- ACTION ITEM: Which lines in the data below contain the string "logo"? Show each one.

Segment Start: EXERCISE DATA

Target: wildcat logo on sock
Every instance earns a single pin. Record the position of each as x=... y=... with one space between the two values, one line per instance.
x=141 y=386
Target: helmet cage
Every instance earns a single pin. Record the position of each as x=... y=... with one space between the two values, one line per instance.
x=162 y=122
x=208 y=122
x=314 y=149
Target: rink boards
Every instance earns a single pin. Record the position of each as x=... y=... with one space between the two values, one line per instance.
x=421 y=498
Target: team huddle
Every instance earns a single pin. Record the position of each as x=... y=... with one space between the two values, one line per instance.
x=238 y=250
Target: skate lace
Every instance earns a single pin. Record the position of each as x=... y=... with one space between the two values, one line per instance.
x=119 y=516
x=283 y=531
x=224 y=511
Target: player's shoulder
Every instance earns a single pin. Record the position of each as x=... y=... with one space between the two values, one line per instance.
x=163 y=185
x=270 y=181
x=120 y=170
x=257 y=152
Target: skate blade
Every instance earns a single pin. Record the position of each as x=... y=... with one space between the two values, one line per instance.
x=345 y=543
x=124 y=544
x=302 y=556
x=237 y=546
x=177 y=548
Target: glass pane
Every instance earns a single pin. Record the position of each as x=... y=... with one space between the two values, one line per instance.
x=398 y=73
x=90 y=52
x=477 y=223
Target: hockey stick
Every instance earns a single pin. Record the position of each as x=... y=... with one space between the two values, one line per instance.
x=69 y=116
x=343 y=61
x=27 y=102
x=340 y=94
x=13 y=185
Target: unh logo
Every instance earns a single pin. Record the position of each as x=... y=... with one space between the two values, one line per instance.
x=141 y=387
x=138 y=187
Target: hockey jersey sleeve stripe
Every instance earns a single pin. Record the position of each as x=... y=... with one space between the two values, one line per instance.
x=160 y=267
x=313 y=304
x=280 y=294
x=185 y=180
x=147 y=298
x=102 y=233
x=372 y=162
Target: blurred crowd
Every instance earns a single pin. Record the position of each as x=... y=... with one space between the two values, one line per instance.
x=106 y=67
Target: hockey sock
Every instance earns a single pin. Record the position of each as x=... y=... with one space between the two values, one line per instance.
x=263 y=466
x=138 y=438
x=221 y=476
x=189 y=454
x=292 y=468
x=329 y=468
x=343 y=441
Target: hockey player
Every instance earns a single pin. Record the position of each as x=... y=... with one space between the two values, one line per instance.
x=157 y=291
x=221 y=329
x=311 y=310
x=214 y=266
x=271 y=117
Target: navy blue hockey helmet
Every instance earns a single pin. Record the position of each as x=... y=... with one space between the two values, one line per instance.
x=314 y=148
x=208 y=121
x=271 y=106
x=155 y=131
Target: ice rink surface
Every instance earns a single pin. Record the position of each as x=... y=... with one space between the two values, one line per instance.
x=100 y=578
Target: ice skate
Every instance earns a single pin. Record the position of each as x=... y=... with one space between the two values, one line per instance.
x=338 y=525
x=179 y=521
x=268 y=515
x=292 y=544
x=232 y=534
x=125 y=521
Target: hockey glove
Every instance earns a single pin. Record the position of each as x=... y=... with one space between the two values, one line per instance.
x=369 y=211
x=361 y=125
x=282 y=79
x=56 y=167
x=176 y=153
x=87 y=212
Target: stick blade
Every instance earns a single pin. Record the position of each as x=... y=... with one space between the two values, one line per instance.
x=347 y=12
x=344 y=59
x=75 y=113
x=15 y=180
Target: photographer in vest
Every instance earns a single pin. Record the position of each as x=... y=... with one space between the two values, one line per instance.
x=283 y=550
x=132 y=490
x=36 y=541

Segment End: EXERCISE DATA

- TASK SOLUTION:
Target: wildcat logo on sock
Target: unh logo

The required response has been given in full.